**PROBLEM STATEMENT**
Find every line in the listing that contains the word "fish", and copy each one. Matches must have the same case.

----

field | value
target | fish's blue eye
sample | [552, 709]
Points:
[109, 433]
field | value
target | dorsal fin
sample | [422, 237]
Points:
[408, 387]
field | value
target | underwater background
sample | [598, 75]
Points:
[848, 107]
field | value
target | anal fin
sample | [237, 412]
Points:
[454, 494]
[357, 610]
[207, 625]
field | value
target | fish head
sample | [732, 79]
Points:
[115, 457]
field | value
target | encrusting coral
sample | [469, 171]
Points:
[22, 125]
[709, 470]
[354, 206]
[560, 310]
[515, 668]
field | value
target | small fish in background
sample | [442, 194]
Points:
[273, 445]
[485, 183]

----

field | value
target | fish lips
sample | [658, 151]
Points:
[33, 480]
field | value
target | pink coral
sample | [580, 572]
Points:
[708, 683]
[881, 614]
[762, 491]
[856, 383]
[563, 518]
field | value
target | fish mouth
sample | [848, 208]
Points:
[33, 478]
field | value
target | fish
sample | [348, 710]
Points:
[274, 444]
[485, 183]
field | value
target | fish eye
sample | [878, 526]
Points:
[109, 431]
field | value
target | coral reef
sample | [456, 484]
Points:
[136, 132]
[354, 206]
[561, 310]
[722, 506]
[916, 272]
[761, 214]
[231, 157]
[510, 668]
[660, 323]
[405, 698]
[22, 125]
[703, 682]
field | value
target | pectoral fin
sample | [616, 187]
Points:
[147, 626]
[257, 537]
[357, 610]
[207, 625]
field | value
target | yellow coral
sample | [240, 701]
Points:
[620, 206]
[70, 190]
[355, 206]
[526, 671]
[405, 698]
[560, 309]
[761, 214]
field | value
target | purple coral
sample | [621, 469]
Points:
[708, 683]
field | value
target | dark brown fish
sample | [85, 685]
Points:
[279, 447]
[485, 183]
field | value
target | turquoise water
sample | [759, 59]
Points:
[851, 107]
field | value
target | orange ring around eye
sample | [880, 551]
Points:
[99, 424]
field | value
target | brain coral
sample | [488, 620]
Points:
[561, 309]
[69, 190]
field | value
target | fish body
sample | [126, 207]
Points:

----

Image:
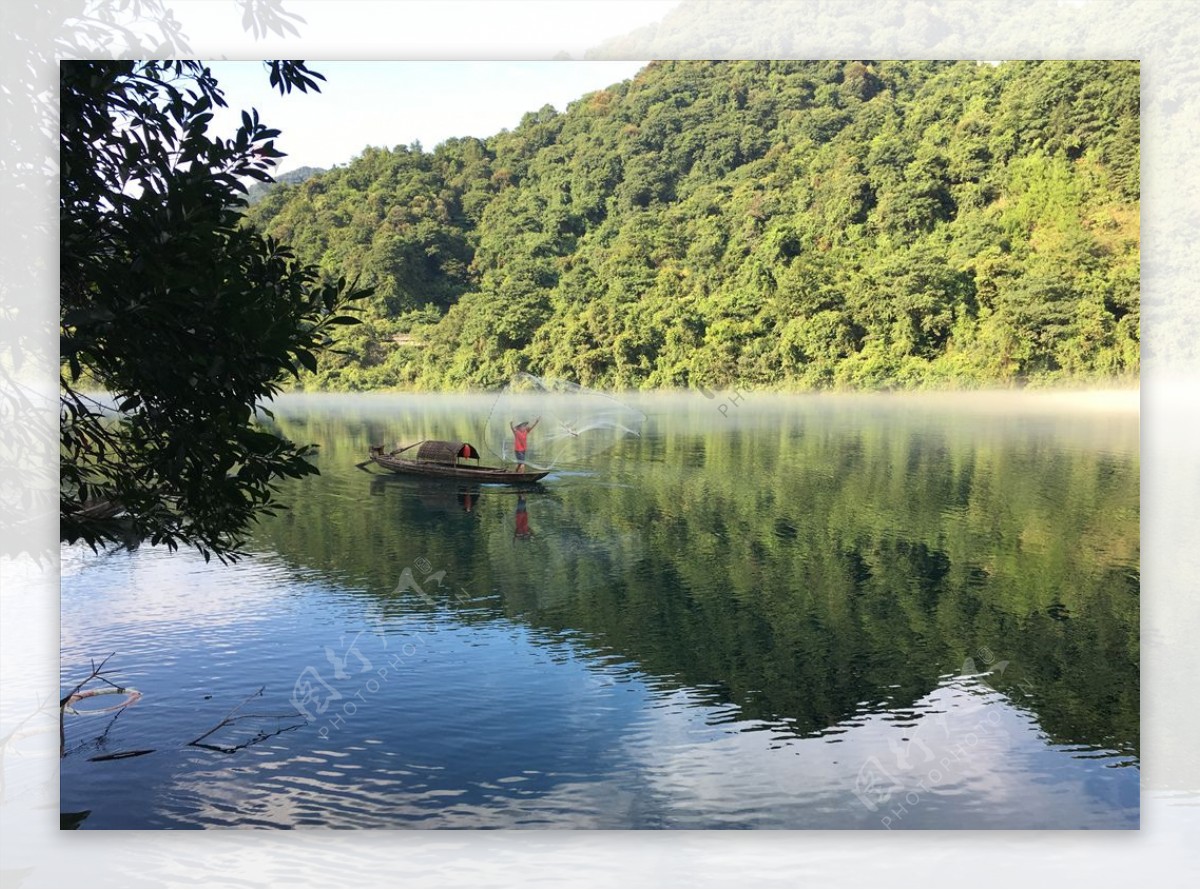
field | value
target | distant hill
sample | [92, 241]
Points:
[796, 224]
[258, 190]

----

**TASK OUTPUT**
target | fish's blue eye
target | fish head
target | small fish in background
target | fish lips
target | fish mouth
target | fish
target | fish eye
target | dark brown fish
target | fish body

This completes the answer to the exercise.